James Dean meets Madonna

Das Tal der Traenen ist noch nicht durchschritten

09.02.1996

Apple - das ist keine normale Firma. Wir haben Emotionen geweckt wie niemand sonst in der Branche", meint eine Firmensprecherin am Telefon. Apple, das ist der James Dean der Computerbranche.

Apple, das war Steven Jobs, der die Firma 1976 gemeinsam mit Steve Wozniak gruendete. Natuerlich nicht an einem normalen Tag - nein, am 1. April. Natuerlich stilgerecht in der Garage von Jobs' Eltern im kalifornischen Mountain View. Nachdem er fuer das Startkapital seinen VW-Bus, Wozniak seinen HP-Taschenrechner verkauft hatte.

Apple, das war der Jobs, der die sproeden Naturwissenschaftler des Palo Alto Research Center (PARC) und den genialen Software-Entwickler Alan Kay ueber den Tisch zog, als er ihnen Rechte an "Small Talk" abschwatzte, jener Software, mit der sich Computer ueber grafische Elemente spielerisch einfach bedienen liessen. Dafuer hatte Jobs den Xerox-Leuten als Gegenleistung angeboten, eine Million Dollar in Apple zu investieren. Xerox kaufte 100000 Apple-Aktien, da war das Jungunternehmen noch gar nicht an der Boerse notiert. Jobs war es auch, der Apple 1982 zum ersten PC-Unternehmen machte, das eine Milliarde Dollar Umsatz erwirtschaftete.

Apple - das war auch John Sculley. Keine Niete in Nadelstreifen, sondern ein Manager, der Coca Cola das Fuerchten gelehrt hatte, als er Pepsi zur suessesten Nummer eins der US-Industriegeschichte machte. Er verpasste Apples Manager-Riege zu den Turnschuhen Anzuege und fuehrte die Firma 1983 erstmals in den exklusiven Kreis der Fortune-500-Unternehmen ein.

══════

• SCHRIFTLICHE ANWEISUNG 1
Gib die nachstehenden Datensätze vollständig und wortgetreu wieder, lass dabei aber die Bilder weg.
Der Artikel und die Datensätze stammen aus verschiedenen Quellen.

══════

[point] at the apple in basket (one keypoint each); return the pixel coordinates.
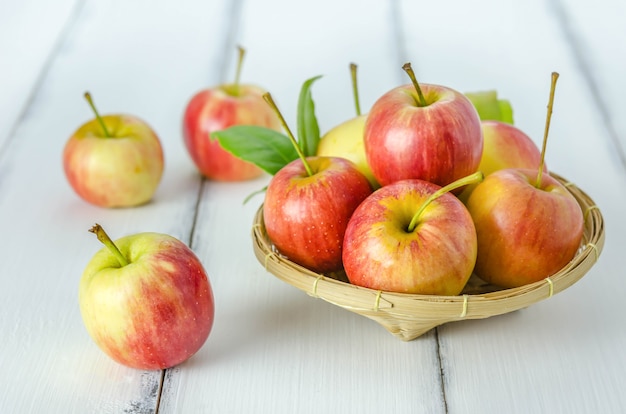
(346, 139)
(113, 160)
(528, 224)
(412, 236)
(145, 300)
(505, 146)
(215, 109)
(309, 199)
(429, 132)
(307, 207)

══════

• SCHRIFTLICHE ANWEISUNG 2
Was verkaufte Wozniak laut dem Artikel, um das Startkapital aufzubringen?

• ERGEBNIS DER AUFGABE 1
[point] at the apple in basket (one keypoint each); return the pixel coordinates.
(346, 139)
(113, 160)
(528, 224)
(412, 236)
(145, 300)
(505, 146)
(215, 109)
(309, 199)
(429, 132)
(307, 207)

• ERGEBNIS DER AUFGABE 2
Wozniak verkaufte seinen HP-Taschenrechner.